STATED TASK: Count the lines in the entries below that contain the string "muntin". Reply with that number alone.

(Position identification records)
▼▼▼

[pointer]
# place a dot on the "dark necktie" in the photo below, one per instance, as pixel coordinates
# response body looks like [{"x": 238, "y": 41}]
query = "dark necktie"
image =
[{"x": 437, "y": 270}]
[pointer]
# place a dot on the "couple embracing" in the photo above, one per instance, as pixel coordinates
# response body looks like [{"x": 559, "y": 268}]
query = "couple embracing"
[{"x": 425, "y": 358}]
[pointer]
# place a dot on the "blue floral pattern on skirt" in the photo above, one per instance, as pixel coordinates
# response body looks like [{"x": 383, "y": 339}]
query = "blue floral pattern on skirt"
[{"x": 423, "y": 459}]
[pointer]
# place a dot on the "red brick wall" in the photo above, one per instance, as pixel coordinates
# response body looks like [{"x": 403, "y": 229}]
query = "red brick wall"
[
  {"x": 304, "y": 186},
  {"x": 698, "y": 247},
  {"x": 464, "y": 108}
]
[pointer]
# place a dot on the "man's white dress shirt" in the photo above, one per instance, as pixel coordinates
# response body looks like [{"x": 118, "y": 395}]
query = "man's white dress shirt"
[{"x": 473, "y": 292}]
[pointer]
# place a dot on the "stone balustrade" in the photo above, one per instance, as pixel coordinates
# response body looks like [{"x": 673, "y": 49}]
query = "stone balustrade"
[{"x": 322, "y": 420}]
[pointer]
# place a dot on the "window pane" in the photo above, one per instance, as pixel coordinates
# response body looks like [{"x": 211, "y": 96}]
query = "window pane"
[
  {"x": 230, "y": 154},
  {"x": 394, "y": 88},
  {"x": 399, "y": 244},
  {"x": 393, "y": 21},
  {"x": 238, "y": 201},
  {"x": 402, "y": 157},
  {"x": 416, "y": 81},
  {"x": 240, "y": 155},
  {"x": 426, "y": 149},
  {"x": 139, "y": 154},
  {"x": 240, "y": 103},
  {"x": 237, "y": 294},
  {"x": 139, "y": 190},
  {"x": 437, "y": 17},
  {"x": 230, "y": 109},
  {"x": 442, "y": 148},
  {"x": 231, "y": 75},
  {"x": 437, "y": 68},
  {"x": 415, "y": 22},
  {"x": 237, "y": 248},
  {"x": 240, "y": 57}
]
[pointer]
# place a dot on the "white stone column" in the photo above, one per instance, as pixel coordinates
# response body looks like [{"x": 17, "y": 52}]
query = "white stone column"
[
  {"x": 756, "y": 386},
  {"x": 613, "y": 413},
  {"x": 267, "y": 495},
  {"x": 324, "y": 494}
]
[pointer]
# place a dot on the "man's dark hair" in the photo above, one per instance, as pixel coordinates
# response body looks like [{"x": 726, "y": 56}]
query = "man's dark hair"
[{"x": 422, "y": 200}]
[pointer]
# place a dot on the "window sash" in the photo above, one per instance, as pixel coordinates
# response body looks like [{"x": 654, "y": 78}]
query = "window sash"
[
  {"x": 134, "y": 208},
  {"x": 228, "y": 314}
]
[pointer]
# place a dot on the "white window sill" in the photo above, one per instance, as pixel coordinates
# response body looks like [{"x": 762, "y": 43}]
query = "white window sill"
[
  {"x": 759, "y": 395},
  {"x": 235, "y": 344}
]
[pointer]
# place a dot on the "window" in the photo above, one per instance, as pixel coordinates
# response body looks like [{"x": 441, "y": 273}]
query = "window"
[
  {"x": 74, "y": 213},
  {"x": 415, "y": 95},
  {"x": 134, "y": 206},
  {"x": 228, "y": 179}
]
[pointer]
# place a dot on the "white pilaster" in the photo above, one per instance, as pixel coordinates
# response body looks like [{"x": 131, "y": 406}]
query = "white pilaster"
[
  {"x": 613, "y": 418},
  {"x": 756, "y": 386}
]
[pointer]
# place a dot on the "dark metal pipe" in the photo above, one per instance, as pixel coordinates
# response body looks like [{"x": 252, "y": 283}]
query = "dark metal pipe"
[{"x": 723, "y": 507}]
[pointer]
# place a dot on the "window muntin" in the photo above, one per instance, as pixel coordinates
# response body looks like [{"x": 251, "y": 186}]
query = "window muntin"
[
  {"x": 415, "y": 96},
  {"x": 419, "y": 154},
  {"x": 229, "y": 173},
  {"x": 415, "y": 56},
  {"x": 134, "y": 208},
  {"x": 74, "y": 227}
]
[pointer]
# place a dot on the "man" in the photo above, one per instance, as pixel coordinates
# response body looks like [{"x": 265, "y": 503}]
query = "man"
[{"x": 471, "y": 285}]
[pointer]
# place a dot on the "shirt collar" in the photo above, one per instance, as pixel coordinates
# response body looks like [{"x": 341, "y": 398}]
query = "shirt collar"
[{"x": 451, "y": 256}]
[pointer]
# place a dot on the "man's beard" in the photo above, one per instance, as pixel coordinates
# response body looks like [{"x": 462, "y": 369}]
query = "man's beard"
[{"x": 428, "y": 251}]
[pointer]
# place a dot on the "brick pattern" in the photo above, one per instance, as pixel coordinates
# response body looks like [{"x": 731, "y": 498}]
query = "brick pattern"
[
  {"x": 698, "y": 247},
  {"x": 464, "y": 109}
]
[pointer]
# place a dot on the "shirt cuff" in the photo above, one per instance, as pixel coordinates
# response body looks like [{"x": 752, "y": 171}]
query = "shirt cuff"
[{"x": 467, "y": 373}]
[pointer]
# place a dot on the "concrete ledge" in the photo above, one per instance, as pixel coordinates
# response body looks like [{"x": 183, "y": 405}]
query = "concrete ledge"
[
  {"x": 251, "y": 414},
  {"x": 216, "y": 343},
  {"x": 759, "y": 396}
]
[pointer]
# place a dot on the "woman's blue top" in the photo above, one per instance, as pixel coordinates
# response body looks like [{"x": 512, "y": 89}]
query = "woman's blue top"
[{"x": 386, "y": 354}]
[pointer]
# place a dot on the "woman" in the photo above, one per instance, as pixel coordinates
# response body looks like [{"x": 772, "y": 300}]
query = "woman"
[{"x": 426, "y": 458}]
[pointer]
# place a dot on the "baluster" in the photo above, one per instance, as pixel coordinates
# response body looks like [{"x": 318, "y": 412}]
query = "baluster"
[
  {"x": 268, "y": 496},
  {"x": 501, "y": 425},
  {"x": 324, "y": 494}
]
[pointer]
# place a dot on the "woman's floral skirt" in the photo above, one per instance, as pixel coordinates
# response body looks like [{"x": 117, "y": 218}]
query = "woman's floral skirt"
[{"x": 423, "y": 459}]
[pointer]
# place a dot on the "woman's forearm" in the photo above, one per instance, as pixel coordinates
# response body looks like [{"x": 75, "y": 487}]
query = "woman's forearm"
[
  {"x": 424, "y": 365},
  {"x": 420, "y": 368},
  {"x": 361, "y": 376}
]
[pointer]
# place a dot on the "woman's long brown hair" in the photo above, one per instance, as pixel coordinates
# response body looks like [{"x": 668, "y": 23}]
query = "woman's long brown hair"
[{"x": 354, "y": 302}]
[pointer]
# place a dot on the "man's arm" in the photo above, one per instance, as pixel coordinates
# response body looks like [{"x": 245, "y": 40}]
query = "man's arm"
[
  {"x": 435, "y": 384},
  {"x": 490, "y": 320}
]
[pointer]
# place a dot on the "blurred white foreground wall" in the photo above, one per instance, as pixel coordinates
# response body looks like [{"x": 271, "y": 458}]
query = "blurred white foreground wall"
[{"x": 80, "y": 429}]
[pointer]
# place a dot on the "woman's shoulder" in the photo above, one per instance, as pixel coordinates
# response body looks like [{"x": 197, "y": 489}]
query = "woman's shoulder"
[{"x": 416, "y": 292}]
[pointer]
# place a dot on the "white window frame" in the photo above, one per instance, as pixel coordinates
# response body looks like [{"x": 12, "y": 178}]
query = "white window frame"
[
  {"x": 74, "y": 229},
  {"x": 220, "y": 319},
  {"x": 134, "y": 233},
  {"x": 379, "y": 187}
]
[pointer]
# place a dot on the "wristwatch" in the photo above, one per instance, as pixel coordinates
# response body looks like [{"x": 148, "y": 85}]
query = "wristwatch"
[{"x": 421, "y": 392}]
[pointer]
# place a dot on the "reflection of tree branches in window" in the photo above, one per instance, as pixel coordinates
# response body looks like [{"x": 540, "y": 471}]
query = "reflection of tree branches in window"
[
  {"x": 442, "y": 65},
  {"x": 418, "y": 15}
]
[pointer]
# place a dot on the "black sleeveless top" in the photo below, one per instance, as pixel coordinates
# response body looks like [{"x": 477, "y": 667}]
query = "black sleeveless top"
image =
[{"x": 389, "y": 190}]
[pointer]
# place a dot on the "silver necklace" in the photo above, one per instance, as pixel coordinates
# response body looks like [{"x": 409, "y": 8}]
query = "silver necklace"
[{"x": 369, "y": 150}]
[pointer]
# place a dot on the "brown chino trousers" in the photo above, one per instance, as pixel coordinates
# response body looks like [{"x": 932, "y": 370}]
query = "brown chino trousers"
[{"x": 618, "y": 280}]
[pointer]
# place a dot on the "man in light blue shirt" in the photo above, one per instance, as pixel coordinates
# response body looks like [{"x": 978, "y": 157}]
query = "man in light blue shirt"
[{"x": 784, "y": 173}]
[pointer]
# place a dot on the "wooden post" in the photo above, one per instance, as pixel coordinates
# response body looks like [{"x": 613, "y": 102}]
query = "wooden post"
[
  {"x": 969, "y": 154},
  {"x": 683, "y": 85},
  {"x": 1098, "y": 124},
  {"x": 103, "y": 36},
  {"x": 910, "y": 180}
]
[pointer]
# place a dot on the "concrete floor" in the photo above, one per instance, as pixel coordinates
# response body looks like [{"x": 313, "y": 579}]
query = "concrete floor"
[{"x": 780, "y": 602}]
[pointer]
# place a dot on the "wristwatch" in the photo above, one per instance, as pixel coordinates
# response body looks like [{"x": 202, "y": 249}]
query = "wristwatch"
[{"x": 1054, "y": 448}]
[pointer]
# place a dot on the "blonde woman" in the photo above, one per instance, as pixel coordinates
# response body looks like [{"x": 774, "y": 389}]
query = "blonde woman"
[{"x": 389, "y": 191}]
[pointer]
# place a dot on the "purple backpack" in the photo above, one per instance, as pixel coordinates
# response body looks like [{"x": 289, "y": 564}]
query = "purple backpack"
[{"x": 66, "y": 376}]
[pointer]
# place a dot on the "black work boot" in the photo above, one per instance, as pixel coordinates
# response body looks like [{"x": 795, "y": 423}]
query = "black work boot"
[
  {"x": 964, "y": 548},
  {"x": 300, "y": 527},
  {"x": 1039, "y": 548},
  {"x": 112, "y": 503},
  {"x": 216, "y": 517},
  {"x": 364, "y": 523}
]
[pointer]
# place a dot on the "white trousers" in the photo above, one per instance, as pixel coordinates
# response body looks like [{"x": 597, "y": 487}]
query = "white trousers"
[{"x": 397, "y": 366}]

▲▲▲

ANSWER TO THIS TASK: 2